Repeat the lines below word for word, but leave out the pictures.

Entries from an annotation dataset
** Start **
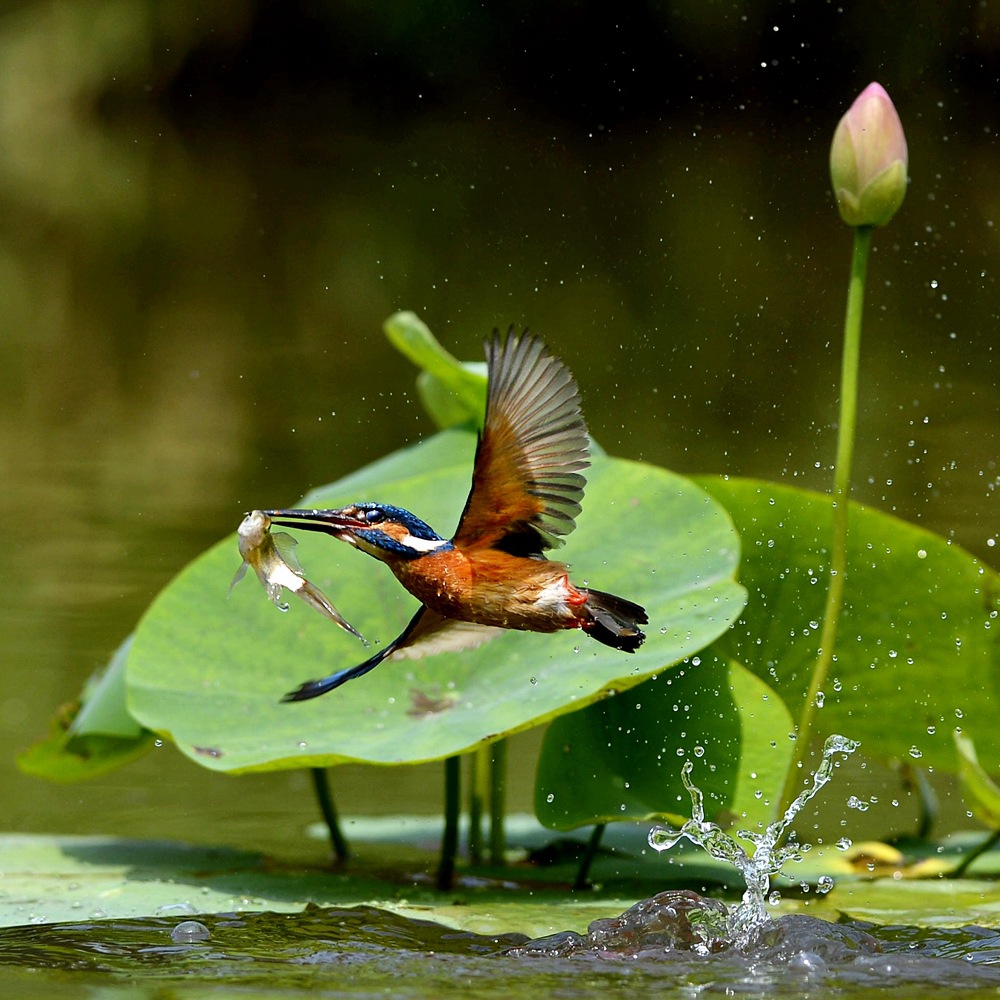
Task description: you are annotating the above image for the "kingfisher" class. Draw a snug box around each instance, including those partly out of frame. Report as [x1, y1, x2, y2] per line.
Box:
[264, 328, 648, 701]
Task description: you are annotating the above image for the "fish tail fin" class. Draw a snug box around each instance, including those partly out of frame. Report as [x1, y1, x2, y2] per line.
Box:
[295, 579, 368, 644]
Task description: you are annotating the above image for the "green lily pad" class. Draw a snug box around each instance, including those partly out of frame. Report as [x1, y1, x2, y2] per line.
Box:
[955, 732, 1000, 830]
[382, 312, 486, 428]
[698, 477, 1000, 771]
[535, 652, 792, 830]
[126, 430, 744, 772]
[17, 636, 155, 781]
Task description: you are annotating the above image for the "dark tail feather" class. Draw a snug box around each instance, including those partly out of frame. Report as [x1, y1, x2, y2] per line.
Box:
[281, 647, 394, 701]
[583, 590, 649, 653]
[281, 605, 426, 701]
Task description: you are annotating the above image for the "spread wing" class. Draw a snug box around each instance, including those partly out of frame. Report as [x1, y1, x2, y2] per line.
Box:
[454, 333, 590, 556]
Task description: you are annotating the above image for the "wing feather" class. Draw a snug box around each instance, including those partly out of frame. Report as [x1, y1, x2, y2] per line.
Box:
[454, 333, 590, 555]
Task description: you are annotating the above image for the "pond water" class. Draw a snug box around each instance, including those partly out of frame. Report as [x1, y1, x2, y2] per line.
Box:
[0, 3, 1000, 995]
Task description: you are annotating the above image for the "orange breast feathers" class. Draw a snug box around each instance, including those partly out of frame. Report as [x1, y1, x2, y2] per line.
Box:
[391, 549, 587, 632]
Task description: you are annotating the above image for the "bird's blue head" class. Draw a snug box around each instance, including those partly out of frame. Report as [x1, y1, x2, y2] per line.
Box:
[267, 501, 452, 561]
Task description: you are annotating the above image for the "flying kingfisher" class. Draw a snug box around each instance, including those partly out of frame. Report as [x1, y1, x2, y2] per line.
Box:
[264, 329, 648, 701]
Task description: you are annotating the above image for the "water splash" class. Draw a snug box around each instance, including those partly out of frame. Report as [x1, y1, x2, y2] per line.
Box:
[649, 736, 859, 950]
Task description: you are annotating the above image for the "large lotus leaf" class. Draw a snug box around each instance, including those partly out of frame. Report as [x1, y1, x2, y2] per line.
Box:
[535, 652, 792, 830]
[698, 477, 1000, 771]
[127, 431, 744, 771]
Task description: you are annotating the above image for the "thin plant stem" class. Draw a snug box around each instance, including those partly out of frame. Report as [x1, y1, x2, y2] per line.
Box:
[573, 823, 608, 890]
[309, 767, 351, 863]
[778, 226, 872, 816]
[437, 756, 462, 892]
[490, 739, 507, 867]
[469, 746, 493, 865]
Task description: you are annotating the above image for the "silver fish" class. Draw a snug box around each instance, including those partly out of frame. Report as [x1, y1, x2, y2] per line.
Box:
[229, 510, 368, 646]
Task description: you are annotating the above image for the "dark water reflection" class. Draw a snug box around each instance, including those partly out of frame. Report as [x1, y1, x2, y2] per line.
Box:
[0, 5, 1000, 860]
[0, 906, 1000, 997]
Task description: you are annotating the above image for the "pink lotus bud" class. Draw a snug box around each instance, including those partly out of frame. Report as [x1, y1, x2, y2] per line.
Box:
[830, 83, 908, 226]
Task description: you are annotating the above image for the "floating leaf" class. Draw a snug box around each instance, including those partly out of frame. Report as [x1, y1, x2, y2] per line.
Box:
[698, 477, 1000, 771]
[17, 636, 154, 781]
[535, 652, 792, 830]
[127, 431, 744, 771]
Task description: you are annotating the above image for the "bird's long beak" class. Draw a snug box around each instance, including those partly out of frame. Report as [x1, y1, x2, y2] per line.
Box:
[263, 507, 365, 535]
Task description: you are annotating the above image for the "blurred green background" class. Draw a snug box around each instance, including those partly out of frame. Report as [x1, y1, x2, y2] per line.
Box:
[0, 0, 1000, 849]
** End **
#### Exercise answer
Task description: you are annotating the above image for the "kingfisher" class. Draw a snug box around each instance, including those partly out of frame. Report as [x1, y1, x2, y2] per line.
Box:
[264, 328, 648, 701]
Task description: you are annotating the above image for the "fish tail fin" class. Draw a snug box around each instance, including those partly out of frame. Report as [x1, y1, x2, y2] per line.
Box:
[295, 579, 368, 644]
Task description: you are annotating the above image for the "green lily pad" class. Draw a snug box around each instance, including those partly out of frame. Report as [x1, y1, x2, y2] per line.
Box:
[955, 732, 1000, 830]
[382, 312, 486, 428]
[698, 477, 1000, 771]
[535, 652, 792, 830]
[126, 430, 744, 772]
[17, 636, 155, 781]
Task description: you are annotating the above image for the "dark tail feather" class. Draw a snug box around each instance, including those partly out of frame. Report as [x1, y1, x2, y2] per line.
Box:
[281, 647, 394, 701]
[583, 590, 649, 653]
[281, 605, 426, 701]
Task description: you are annotating the above image for the "spread wing" class. Draw a snug box around each instance, including those partly out of frame. Report as [x1, y1, x2, y2] per line.
Box:
[454, 333, 590, 556]
Task description: you are annotating the above image for the "wing feather" class. Draw a snug box around each instance, including those partly out of frame. Report as [x1, y1, x2, y2] per line.
Box:
[454, 333, 590, 555]
Task description: you are annotating the above image for the "pond water" class. Draw a snug box around each instance, including those partly out of frame. Report as [x1, y1, x2, y2] per line.
Box:
[0, 3, 1000, 995]
Task description: you are annotating the above image for the "orange breast feathers" class. Draw a snug box around each instance, including those partly out of frame. Report as [x1, y1, x2, y2] per line.
Box:
[391, 549, 587, 632]
Task description: you are annotating the above image for the "bird's blue head" class. Draw a snug box around each instance, including those partly out of frame. Report as [x1, y1, x2, y2] per line.
Box:
[267, 501, 452, 561]
Task description: you are annotating the above image for the "flying kingfisher" class. Draw a snug box around each instance, including those partly out of frame. Report as [x1, y1, x2, y2] per line.
Box:
[264, 329, 648, 701]
Task description: you are annotating the above image for the "water splash" class. Draw a snug box around each instance, including those partly out of frame. Report as [x1, y1, x2, y2] per line.
Box:
[649, 736, 859, 950]
Task description: you are annotating the above image for the "large lotus leaf" class. Draw a snug box around each instance, including those partly out of frame. Report as [x1, y1, x2, y2] per line.
Box:
[535, 652, 792, 830]
[698, 477, 1000, 771]
[127, 431, 744, 771]
Task description: you are annotating the above image for the "thin plant stem" class. Draw a snug box around each instance, including those partly out of frame. Report as [x1, y1, x2, y2] per line.
Box:
[573, 823, 608, 890]
[309, 767, 351, 863]
[778, 226, 872, 816]
[437, 756, 462, 892]
[490, 739, 507, 867]
[469, 746, 493, 865]
Task description: you are annotating the above image for the "silver fish" class. Draw a snug box around each instance, including those partly out of frame. Report as [x1, y1, x2, y2] per line.
Box:
[229, 510, 368, 646]
Task description: you are annotating the above image for the "dark water reflection" class. Draw a snug box around each instance, including those partly out of frame. Report as [x1, y1, x2, y2] per line.
Box:
[0, 5, 1000, 860]
[0, 906, 1000, 997]
Task description: you are annotating the above image for the "pink lotus bud" class. Draw a snug box around each instance, including those partly out of frame. Report as [x1, y1, x2, y2] per line.
Box:
[830, 83, 908, 226]
Task description: you are annotating the above image for the "floating leaf" class. Draw a snug box around each instance, including those partly out of frame. Report as [x1, y1, x2, y2] per line.
Box:
[698, 477, 1000, 771]
[17, 636, 154, 781]
[535, 652, 792, 830]
[127, 431, 744, 771]
Task description: you are annotating the above image for the "bird's long beak" class. Draw a snug box around each instance, including those partly out of frame. Report as [x1, y1, x2, y2] per line.
Box:
[263, 507, 365, 535]
Task description: you are annotating the above image for the "blurred green background" class. Draw a snug box around each instance, including those partly out of frame. Report as [x1, y1, x2, y2] per line.
Box:
[0, 0, 1000, 849]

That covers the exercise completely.